Transcribe the data that follows. Match it character for character.

[Opening Given records section]

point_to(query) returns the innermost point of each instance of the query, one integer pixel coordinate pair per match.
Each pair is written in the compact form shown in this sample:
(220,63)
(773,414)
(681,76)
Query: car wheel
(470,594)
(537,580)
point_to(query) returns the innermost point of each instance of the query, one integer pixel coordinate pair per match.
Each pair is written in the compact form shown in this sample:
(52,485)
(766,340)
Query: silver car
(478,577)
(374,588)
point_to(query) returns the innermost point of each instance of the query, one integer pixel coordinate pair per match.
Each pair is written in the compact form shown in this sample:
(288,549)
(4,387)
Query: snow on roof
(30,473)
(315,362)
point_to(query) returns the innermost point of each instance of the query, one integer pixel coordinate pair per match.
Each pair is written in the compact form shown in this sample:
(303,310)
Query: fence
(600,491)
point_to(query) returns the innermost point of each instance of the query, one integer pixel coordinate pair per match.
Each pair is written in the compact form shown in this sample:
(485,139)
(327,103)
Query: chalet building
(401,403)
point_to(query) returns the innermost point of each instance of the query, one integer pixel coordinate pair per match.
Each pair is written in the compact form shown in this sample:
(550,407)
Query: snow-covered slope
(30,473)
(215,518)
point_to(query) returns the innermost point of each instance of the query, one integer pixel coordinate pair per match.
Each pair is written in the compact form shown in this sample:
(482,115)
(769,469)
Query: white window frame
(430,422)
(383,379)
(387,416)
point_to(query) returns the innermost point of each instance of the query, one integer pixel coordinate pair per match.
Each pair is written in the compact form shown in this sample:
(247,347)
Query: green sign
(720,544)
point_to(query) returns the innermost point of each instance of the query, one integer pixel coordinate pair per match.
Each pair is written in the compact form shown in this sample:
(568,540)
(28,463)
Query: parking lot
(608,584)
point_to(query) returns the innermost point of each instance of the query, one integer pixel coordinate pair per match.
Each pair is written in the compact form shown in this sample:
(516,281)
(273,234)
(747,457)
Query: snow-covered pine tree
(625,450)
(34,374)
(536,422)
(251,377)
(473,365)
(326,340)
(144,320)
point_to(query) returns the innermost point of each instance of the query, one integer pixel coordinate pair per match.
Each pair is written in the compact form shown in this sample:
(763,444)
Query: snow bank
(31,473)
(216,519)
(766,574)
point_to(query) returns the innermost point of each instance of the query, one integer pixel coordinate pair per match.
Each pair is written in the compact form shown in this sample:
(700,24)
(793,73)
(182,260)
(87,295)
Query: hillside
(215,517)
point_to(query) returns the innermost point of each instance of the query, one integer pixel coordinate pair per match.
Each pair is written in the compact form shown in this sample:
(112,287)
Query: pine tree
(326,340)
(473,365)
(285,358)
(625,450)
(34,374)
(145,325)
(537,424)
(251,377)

[Closing Given records section]

• _Solution to the exercise_:
point_to(query) returns the innermost point of each instance of the query, one integer pixel coordinate pair per match.
Each pair is written in the compact form shown in this sample:
(220,63)
(773,414)
(681,76)
Query: car wheel
(470,594)
(537,580)
point_to(query) returns the innermost point of each instance of the query, one integer pixel coordinate pair per match.
Each pair is written in the compact form shown in this sample:
(52,485)
(766,340)
Query: silver car
(478,577)
(374,588)
point_to(query) returns the innermost point of each instance of the query, one integer pixel coordinate pair per match.
Each pair is written in the compact form shown in this sample:
(288,549)
(4,387)
Query: snow on roof
(30,473)
(315,362)
point_to(query) returns the innermost point of each instance of the query, one integer pixel coordinate pair per match.
Each pair is written in the compact form shown in this sample:
(303,310)
Query: fence
(600,491)
point_to(query) returns the innermost point of each instance of the query, one integer pixel coordinate pair per match.
Each pair is written in the compact form shown in this sample:
(485,139)
(327,103)
Query: chalet building
(401,403)
point_to(query) returns the innermost point of each instance of the query, one integer pixel coordinate pair per match.
Each pair is written in the compact form shown in this sample:
(550,407)
Query: snow-covered slope
(30,473)
(215,518)
point_to(query) returns the innermost point of each instance of the query, one integer pixel coordinate pair per match.
Each pair is written in the compact form shown in this sample:
(482,115)
(769,469)
Query: white window frame
(430,422)
(383,379)
(387,416)
point_to(query) returns the innermost point of each instance of the query, one integer pixel coordinate pair per match.
Each pair is written in the compact form shown in this sample:
(247,347)
Query: green sign
(720,544)
point_to(query) returns the innermost point of each instance of the query, one integer pixel coordinate pair per match.
Each pair is written in the compact form shown in this sample:
(568,540)
(28,463)
Query: parking lot
(608,584)
point_to(query) returns the innermost point of each instance of the query, one integer pixel coordinate pair per match.
Each pair is written in the compact form shown in this sample:
(516,281)
(273,234)
(747,457)
Query: snow-covered pine tree
(625,450)
(34,374)
(536,422)
(251,377)
(473,365)
(326,340)
(144,320)
point_to(query) returns the innermost point of each instance of the query, one integer pixel coordinate pair per match.
Each pair is written in the compact form shown in this sample:
(763,444)
Query: snow bank
(31,473)
(216,519)
(766,574)
point_to(query) returns the innermost point of each instance of the query, one integer pixel coordinate pair per match.
Each pair is written in the compact form shown in this sample:
(700,24)
(793,73)
(182,260)
(87,295)
Query: hillside
(215,517)
point_to(query) returns the innermost point of each instance of the query, one integer pixel coordinate pair per match.
Each pair is written in the compact form shown in this sample:
(112,287)
Query: pine tree
(326,340)
(473,365)
(285,358)
(625,450)
(34,374)
(145,325)
(537,424)
(251,377)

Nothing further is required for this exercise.